### What the exercise asks
Set the data down once more, in full and exactly.

### Records for the task
+ + + + + + +

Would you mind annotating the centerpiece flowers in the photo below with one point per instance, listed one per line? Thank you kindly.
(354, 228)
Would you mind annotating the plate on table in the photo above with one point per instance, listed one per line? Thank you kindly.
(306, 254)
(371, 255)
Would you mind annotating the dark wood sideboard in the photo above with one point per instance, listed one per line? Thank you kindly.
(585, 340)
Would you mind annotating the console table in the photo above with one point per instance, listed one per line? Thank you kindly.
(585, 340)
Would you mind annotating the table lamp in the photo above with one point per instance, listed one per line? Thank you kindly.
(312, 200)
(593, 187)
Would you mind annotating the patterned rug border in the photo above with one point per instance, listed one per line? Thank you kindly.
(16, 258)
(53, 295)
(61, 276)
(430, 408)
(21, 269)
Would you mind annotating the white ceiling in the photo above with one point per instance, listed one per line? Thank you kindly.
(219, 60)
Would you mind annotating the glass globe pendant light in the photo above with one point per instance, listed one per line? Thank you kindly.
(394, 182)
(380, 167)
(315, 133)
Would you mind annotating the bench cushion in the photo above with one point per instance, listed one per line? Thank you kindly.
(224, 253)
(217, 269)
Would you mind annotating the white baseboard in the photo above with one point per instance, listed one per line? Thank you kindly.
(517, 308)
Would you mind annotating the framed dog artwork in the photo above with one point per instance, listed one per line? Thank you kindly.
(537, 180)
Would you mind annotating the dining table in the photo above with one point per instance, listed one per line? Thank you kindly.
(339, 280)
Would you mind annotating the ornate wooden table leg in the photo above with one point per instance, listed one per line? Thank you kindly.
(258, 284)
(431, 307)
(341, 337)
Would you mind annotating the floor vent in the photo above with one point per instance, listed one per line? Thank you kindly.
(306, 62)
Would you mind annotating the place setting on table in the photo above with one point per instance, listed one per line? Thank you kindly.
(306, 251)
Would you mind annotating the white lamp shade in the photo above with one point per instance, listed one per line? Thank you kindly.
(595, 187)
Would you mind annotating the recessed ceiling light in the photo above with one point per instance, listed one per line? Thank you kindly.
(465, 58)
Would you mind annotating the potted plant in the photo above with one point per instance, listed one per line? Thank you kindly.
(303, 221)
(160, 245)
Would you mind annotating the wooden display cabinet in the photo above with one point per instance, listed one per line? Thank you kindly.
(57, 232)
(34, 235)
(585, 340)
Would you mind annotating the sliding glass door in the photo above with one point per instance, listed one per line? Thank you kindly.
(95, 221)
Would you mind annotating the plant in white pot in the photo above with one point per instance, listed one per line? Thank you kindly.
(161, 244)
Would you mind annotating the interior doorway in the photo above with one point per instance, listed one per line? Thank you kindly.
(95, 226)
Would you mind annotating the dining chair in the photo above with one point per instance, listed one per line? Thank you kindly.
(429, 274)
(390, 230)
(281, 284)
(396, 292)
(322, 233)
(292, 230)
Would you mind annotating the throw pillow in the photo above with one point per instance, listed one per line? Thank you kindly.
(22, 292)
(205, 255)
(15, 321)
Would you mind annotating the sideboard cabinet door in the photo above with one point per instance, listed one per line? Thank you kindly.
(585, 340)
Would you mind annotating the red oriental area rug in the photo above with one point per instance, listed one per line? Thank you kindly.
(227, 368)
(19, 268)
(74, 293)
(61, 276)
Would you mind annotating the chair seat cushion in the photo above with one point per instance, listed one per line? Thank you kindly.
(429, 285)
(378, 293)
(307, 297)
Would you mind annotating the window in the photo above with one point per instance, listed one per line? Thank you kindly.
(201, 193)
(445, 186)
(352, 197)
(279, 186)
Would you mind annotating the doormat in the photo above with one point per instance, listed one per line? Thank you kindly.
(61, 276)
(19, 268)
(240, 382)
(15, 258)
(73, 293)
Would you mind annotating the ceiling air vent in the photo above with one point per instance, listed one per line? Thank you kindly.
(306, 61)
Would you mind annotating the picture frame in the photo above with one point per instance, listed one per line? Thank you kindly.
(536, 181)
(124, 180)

+ + + + + + +

### Written response
Would you mind annotating the centerpiece flowers in the photo below with one point per instance, listed one per line? Thank you kindly.
(354, 228)
Would you mind annotating the plate on table in the photo above with one point per instance, listed one per line? Thank you kindly.
(306, 254)
(371, 255)
Would you mind annotating the dark wood sideboard in the photo above with one point per instance, listed one per line? Thank you kindly.
(585, 340)
Would you mind annotating the console table in the photo above with one point per instance, listed one per line? Thank you kindly.
(585, 340)
Would you mind annotating the table lamp in the photo above with one point per instance, listed one per line? Thank you kindly.
(312, 200)
(593, 187)
Would you mind annotating the patterned rug border in the photo above with one point per instance, listed one per line? Thank you kindly.
(16, 258)
(53, 295)
(61, 276)
(430, 408)
(21, 269)
Would you mind annotating the white ceiling in the photo above with one point per instance, listed one per line? Thank you kindly.
(219, 60)
Would you mind annotating the glass globe pendant light in the photo above with one point per instance, listed one per line? Thank you kindly.
(394, 182)
(380, 167)
(315, 133)
Would you mind annotating the bench cushion in the photo above with one point per instance, listed one per line? Thank you kindly.
(224, 253)
(217, 269)
Would you mind annotating the white baseboard in the photo above with one point per instance, listed one per line? Thank you kindly.
(517, 308)
Would you mind annotating the framed dog artwork in the photo above with one point per instance, listed one per line? Thank you kindly.
(537, 180)
Would you mind annotating the dining table in the photo above with one point per instance, listed one per line? Thank you kindly.
(339, 280)
Would you mind annotating the ornate wooden table leg in the photo above with one point per instance, listed one per line? Thank you kindly.
(258, 284)
(431, 307)
(341, 337)
Would you mind annotating the floor vent in the photo above with one point per instance, listed one per line? Thank you kindly.
(306, 62)
Would you mind annotating the place setting on table in the photo above with one point per instance, listed one per line? Thank you kindly.
(306, 251)
Would you mind annotating the white lamp shade in the photo above with one point per instance, listed one per line? Thank you kindly.
(595, 187)
Would you mind annotating the recessed ceiling light in the photo above with one point per instance, listed one per line? Thank you kindly.
(465, 58)
Would you mind annotating the potted plant in the photo above with one point per instance, listed one per line? Thank you kindly.
(303, 221)
(160, 245)
Would you mind annotating the wooden display cabinet in the photo above with one point per instance, listed one per line? Thank you kindly.
(57, 232)
(34, 235)
(585, 340)
Would you mind annotating the sliding glass door in the photo above with one point per instance, listed one per line? Thank you kindly.
(95, 221)
Would you mind annotating the plant in white pot in the photo above with one point per instance, listed one per line? Thank you kindly.
(161, 244)
Would you mind annotating the interior doorway in the photo above with one point per instance, listed one per line? Thank you kindly.
(95, 226)
Would you mind annotating the dining chair in the photo above with one point per instance, listed one per line? Thank you kindly.
(429, 274)
(390, 230)
(281, 284)
(396, 292)
(322, 233)
(292, 230)
Would you mind annotating the throw pillow in the photo above with one point per instance, listed one per line? Thank you kindly.
(22, 292)
(205, 255)
(15, 321)
Would you mind annotating the sideboard cabinet door in the photo above with one point per instance, listed one per line? Thank you kindly.
(585, 340)
Would you mind annotating the red oriental area rug in the photo above with one point per instance, listed one per line? Thank you kindly.
(227, 368)
(19, 268)
(74, 293)
(61, 276)
Would you mind annotating the chair seat cushion in the photo above with one point per instance, listed one per line? Thank you kindly.
(429, 285)
(378, 293)
(307, 297)
Would you mind annotating the window in the photo above with one point per instance, listed one per line? Thank you kindly.
(201, 193)
(445, 186)
(352, 197)
(279, 186)
Would you mind annotating the doormat in the photo above with one point per instance, listed one per line? Thank you kindly.
(61, 276)
(19, 268)
(240, 382)
(15, 258)
(73, 293)
Would you mind annotating the ceiling air vent in the photo above with one point per instance, listed one per line? Thank you kindly.
(306, 61)
Would you mind annotating the picture frame in the photo above with one point per instance, listed one per line? Thank you kindly.
(536, 181)
(124, 180)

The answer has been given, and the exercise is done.